- [WORK ORDER]:
Among the entries below, find the lines that hold the word "stainless" and report them.

*** GIVEN INFORMATION ***

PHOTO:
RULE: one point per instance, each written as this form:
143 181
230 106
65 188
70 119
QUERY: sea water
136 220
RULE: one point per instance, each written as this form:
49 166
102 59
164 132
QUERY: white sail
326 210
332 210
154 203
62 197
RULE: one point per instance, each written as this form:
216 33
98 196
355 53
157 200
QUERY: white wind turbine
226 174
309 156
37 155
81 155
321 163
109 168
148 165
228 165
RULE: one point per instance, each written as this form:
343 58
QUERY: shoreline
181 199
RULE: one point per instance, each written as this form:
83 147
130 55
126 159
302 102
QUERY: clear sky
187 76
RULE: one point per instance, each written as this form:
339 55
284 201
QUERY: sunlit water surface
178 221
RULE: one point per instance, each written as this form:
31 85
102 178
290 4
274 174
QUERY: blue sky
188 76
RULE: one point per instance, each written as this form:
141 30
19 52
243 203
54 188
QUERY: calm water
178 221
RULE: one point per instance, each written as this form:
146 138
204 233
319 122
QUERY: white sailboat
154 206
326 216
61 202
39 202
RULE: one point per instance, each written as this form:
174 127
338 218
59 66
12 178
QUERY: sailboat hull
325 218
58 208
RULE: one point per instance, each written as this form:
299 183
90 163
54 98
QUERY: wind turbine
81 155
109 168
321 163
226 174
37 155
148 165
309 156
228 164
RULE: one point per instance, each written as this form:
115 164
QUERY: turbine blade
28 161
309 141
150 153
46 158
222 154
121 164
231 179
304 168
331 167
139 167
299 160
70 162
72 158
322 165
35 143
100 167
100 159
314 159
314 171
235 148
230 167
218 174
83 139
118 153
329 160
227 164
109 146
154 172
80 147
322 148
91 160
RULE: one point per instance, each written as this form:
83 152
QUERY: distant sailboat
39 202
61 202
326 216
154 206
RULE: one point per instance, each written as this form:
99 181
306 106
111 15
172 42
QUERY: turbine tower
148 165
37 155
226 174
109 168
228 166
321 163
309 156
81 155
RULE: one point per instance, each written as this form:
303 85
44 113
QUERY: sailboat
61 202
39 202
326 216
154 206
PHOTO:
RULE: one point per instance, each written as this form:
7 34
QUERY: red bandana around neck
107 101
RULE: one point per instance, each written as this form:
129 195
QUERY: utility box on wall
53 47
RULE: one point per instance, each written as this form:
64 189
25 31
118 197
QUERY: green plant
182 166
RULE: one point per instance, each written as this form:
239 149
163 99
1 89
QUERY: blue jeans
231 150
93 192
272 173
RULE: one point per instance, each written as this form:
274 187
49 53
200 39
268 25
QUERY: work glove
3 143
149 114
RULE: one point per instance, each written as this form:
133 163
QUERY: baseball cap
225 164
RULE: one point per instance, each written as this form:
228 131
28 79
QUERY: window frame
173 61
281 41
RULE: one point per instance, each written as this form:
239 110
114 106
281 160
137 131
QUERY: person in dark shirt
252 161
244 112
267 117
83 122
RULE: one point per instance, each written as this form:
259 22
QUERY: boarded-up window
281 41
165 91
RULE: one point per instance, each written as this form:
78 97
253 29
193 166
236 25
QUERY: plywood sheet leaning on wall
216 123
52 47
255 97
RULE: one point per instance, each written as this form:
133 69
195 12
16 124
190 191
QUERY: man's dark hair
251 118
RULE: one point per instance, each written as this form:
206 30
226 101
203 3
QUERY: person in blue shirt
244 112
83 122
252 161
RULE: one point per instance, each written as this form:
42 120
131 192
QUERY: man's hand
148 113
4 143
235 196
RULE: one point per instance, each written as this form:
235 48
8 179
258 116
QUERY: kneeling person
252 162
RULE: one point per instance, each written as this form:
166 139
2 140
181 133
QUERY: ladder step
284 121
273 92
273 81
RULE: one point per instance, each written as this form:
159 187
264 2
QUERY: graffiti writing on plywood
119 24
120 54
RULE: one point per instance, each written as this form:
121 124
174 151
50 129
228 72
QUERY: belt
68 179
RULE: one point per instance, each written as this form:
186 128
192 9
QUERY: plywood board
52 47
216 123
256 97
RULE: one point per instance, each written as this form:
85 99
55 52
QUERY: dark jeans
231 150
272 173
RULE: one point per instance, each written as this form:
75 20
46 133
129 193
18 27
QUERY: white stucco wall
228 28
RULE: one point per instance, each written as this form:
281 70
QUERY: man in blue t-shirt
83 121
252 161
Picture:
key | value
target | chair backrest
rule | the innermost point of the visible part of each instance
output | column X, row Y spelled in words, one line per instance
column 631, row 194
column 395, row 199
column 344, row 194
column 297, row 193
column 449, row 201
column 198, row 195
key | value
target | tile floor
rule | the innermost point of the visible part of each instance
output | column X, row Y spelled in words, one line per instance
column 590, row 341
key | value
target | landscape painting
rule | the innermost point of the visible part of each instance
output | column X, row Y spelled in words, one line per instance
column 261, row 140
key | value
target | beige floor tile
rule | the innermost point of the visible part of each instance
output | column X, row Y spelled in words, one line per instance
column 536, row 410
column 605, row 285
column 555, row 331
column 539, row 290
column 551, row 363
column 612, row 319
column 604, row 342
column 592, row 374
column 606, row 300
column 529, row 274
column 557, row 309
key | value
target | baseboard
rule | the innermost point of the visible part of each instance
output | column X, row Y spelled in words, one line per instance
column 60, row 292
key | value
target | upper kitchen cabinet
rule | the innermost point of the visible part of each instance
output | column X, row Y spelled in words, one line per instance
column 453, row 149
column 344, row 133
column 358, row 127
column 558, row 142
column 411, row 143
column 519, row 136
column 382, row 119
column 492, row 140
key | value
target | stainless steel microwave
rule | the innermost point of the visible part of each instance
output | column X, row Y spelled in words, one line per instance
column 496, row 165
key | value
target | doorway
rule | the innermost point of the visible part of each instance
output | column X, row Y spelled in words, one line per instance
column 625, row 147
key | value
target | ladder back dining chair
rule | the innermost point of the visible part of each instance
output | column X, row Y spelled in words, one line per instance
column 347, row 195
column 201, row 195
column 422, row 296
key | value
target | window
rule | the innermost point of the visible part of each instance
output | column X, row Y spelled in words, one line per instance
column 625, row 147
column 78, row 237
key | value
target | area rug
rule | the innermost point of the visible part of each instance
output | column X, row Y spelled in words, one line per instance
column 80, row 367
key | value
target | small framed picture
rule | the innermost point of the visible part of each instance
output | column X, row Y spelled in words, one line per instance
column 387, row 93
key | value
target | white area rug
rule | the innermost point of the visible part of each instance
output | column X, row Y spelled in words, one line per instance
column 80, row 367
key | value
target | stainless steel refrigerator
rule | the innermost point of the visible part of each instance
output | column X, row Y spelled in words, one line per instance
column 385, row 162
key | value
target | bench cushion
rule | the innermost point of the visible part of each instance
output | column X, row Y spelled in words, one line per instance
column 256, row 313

*** End of GIVEN INFORMATION ***

- [ANSWER TO THIS EXERCISE]:
target | stainless steel microwave
target | stainless steel refrigerator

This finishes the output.